_SECTION DU TEXTE:_
........
Trax N°223 – Été 2019

(C. Jardin) #1

Avec l’idée, déjà, de créer une sorte de safe space avant l’heure?
« Honnêtement, on ne savait pas ce qu’était un safe space, mais
inconsciemment, on était déjà là-dedans, admet Christine.
Aujourd’hui dans les boîtes, ce sont les videurs qui font
les physios. Au Pulp, ce n’était pas ça. On avait fait l’effort
de mettre quelqu’un à l’entrée, moi en l’occurrence, dont le boulot
était de flairer les gens, d’être capable de savoir qui allait foutre
le bordel. C’est aussi une marque de respect pour la clientèle :
le fameux safe space, il commence dès l’entrée de la boîte. »
Et concrètement, comment filtre-t-on? Comment trie-t-on?
Comment « sent »-t-on? Christine, les réflexes toujours affûtés :
« Je faisais mille personnes par soir. Donc techniquement,
j’avais à peu près trois minutes pour saisir une personne.
L’important, ça n’a jamais été les habits ou l’apparence, mais
l’âme, ce qui se dégage de toi, de ton corps et de ta bouche.
Ta vibe, ton énergie. Je posais juste trois questions : “Bonsoir,
vous êtes combien? Vous allez bien? Vous venez faire quoi ?”
Avec ça, je te scanne et je sais si tu vas bien te mélanger
aux autres. » Premiers écartés : les hétéros en chasse. « Les crevards
étaient systématiquement alignés, indique Christine. Si je teste
un garçon en lui annonçant que c’est une soirée lesbienne
et qu’il me répond : “Ah, mais j’adore les lesbiennes”, en riant,
il dégage. Des petites questions et des petites réponses qui font
la différence. Avec le temps, j’ai développé un radar tellement
aiguisé que ça allait vite. Et globalement, je préférais ne pas faire
rentrer, plutôt que de prendre un risque. J’avais la réputation
d’être dure, mais c’est juste que je suis contre le fait de mettre
un groupe en danger à cause d’une seule personne. Je préfère
la sacrifier. Je créais le safe space comme ça, avec parfois mille
personnes quand même. C’est ça, être un bon physio. »
........
_DONNÉES EXTRAITES:_
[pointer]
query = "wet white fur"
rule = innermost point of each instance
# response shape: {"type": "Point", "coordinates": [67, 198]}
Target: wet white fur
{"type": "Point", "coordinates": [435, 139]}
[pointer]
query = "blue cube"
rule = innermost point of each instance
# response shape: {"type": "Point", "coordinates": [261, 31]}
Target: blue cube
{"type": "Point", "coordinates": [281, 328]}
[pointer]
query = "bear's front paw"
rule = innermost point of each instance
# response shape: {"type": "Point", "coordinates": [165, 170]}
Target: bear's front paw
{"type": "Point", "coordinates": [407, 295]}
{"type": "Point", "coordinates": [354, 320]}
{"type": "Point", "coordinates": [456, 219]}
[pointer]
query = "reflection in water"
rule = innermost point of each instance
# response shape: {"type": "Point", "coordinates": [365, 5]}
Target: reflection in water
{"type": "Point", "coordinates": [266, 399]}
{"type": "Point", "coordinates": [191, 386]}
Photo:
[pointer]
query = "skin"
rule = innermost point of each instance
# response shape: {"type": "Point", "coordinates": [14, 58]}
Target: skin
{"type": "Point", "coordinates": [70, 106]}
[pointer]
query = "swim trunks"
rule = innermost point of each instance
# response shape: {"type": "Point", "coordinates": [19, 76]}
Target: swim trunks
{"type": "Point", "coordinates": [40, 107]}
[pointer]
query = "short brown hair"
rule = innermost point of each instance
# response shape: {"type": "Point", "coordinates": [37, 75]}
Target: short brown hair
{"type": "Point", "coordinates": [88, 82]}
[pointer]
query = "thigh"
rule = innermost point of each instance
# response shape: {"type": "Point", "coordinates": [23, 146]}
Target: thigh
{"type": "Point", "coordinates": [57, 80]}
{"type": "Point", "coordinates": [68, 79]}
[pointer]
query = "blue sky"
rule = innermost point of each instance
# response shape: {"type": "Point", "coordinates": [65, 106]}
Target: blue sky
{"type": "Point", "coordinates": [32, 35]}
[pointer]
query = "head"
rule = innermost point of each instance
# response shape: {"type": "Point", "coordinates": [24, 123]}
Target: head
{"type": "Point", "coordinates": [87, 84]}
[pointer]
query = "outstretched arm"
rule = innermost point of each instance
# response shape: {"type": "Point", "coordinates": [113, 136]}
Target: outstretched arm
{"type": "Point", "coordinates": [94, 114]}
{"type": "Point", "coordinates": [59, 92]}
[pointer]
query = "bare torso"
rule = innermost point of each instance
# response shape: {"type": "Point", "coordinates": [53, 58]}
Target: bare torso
........
_VOTRE TÂCHE:_
Reprenez l'extrait de l'entretien depuis « Aujourd’hui dans les boîtes, ce sont » jusqu'à « de toi, de ton corps et de ta bouche. » inclus, en renommant « boîtes » en « clubs ». Le matériel ci-dessus provient d'une source distincte.

_SOLUTION PROPOSÉE:_
Aujourd’hui dans les clubs, ce sont les videurs qui font
les physios. Au Pulp, ce n’était pas ça. On avait fait l’effort
de mettre quelqu’un à l’entrée, moi en l’occurrence, dont le boulot
était de flairer les gens, d’être capable de savoir qui allait foutre
le bordel. C’est aussi une marque de respect pour la clientèle :
le fameux safe space, il commence dès l’entrée de la boîte. »
Et concrètement, comment filtre-t-on? Comment trie-t-on?
Comment « sent »-t-on? Christine, les réflexes toujours affûtés :
« Je faisais mille personnes par soir. Donc techniquement,
j’avais à peu près trois minutes pour saisir une personne.
L’important, ça n’a jamais été les habits ou l’apparence, mais
l’âme, ce qui se dégage de toi, de ton corps et de ta bouche.